ABOUT THIS TASK
Write out the records that follow with every word intact.
****
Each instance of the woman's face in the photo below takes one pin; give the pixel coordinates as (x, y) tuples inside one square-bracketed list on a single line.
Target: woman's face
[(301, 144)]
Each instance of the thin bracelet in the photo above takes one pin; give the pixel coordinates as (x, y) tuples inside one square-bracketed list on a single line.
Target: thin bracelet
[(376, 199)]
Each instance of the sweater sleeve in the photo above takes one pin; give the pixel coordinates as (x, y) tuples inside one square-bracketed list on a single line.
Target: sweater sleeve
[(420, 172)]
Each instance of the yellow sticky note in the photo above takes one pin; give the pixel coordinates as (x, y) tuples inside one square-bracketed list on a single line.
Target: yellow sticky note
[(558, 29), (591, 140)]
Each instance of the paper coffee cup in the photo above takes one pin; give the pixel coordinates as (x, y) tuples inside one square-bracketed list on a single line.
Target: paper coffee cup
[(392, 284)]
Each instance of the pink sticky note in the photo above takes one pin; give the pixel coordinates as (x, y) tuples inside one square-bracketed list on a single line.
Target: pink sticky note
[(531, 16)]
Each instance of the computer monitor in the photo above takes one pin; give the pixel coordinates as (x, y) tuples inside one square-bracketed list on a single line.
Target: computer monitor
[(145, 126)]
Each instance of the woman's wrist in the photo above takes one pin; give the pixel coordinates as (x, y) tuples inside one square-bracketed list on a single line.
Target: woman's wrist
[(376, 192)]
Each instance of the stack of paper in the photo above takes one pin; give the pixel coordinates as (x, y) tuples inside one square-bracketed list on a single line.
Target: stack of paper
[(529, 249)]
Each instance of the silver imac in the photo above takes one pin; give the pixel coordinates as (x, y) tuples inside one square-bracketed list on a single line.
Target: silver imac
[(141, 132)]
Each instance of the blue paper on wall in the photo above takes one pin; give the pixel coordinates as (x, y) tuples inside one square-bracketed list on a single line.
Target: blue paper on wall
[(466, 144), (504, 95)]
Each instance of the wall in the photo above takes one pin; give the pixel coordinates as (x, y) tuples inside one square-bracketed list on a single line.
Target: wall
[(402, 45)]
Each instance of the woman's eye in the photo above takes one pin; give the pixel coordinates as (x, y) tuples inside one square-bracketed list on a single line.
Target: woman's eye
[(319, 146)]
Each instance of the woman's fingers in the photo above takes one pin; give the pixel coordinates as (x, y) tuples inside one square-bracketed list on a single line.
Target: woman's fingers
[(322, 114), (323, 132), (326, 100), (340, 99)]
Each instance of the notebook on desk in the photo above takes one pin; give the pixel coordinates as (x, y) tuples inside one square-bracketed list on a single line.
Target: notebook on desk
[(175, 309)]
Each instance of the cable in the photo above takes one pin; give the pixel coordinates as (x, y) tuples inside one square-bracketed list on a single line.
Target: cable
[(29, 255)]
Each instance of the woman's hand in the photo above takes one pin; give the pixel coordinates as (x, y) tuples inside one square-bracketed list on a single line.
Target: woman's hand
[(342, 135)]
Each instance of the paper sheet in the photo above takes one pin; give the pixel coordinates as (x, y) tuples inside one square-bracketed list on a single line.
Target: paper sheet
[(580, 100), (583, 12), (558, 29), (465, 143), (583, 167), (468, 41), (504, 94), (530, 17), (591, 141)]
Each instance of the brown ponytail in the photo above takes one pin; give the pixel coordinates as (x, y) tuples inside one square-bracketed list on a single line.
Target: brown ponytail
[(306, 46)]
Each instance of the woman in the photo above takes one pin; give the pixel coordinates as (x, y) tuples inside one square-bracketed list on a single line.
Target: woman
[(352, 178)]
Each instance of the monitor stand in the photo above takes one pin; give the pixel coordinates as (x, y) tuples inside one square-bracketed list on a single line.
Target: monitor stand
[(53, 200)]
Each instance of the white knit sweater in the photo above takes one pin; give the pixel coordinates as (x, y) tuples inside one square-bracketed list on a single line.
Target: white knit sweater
****
RESPONSE TO THIS EXERCISE
Each instance of the woman's face in the photo below takes one pin; give the pixel coordinates as (x, y) tuples inside one square-bracketed list on a single line.
Target: woman's face
[(301, 144)]
Each instance of the thin bracelet in the photo above takes one pin; give the pixel coordinates as (x, y) tuples inside one square-bracketed list on a single line.
Target: thin bracelet
[(376, 199)]
Each instance of the sweater sleeve in the photo above takes one pin; give the pixel coordinates as (x, y) tuples inside one square-bracketed list on a single line.
Target: sweater sleeve
[(420, 172)]
Each instance of the yellow sticky note in the photo above takes one pin; give the pixel coordinates as (x, y) tuples inside one square-bracketed list on a single line.
Target: yellow sticky note
[(558, 29), (591, 140)]
Each instance of the paper coffee cup in the photo above takes one pin; give the pixel coordinates as (x, y) tuples inside one square-bracketed list on a single line.
Target: paper coffee cup
[(392, 284)]
Each instance of the pink sticky note in the photo above takes one pin; give the pixel coordinates as (x, y) tuples inside one square-bracketed list on a single line.
Target: pink sticky note
[(531, 16)]
Each instance of the computer monitor in the photo above takes one pin; give the pixel coordinates as (x, y) tuples inside one square-bracketed list on a single line.
Target: computer monitor
[(145, 126)]
Each instance of the woman's wrist in the photo above takes one pin; give the pixel coordinates as (x, y) tuples inside one square-bracketed list on a single line.
Target: woman's wrist
[(376, 192)]
Each instance of the stack of paper in the photo above takes one pin; give the pixel coordinates as (x, y) tuples inside one square-bracketed list on a single line.
Target: stack of paper
[(529, 249)]
Each instance of the silver imac in the photo above takes one pin; give the pixel coordinates as (x, y) tuples inside one square-bracketed list on a single line.
Target: silver imac
[(141, 132)]
Each instance of the blue paper on wall in the photo above takes one pin; give the pixel coordinates as (x, y) tuples inside one square-bracketed list on a single line.
Target: blue paper on wall
[(466, 144), (504, 95)]
Each instance of the wall in the photo above takes one pin; give the pixel coordinates as (x, y) tuples inside one square-bracketed list on a single line.
Target: wall
[(402, 45)]
Each instance of the woman's eye in the photo above takes one pin; give the pixel coordinates as (x, y) tuples inside one square-bracketed list on a single line.
Target: woman's eye
[(319, 146)]
Each instance of the woman's fingers in the photo above takes one pin; give the pixel coordinates as (x, y) tuples inside one square-bracketed list on a single line.
Target: woman's fingers
[(322, 114), (323, 132), (326, 100), (340, 99)]
Each instance of the notebook on desk in the photo above takes one pin; give the pixel coordinates as (x, y) tuples inside one square-bracketed list on a single line.
Target: notebook on desk
[(175, 309)]
Each instance of the cable in the photo above takes one pin; give the pixel coordinates as (x, y) tuples inside one square-bracketed list on a single line.
Target: cable
[(29, 255)]
Each instance of the woman's hand in the photo above takes one pin; give the pixel coordinates as (x, y) tuples inside one square-bracketed list on a single line.
Target: woman's hand
[(342, 135)]
Each instance of the paper sheet in the photo above takes one pin; give the pixel coordinates as (x, y) tuples inside one square-bracketed list on a single line.
Target: paper sheet
[(580, 100), (583, 12), (558, 29), (465, 143), (583, 167), (468, 41), (504, 94), (530, 17), (591, 141)]
Each instance of the brown ponytail in the photo above takes one pin; give the pixel coordinates as (x, y) tuples inside one square-bracketed list on a single line.
Target: brown ponytail
[(306, 46)]
Each instance of the woman in the photo above takes one pin; give the pixel coordinates as (x, y) tuples inside one square-bracketed list on a single line.
Target: woman
[(352, 178)]
Each instance of the monitor stand in the photo above takes one pin; give the pixel coordinates as (x, y) tuples inside one square-bracketed list on a single line.
Target: monitor stand
[(53, 200)]
Each instance of the white knit sweater in the photo above takes one pin; give the pixel coordinates as (x, y) tuples inside one square-bracketed list on a single line.
Target: white knit sweater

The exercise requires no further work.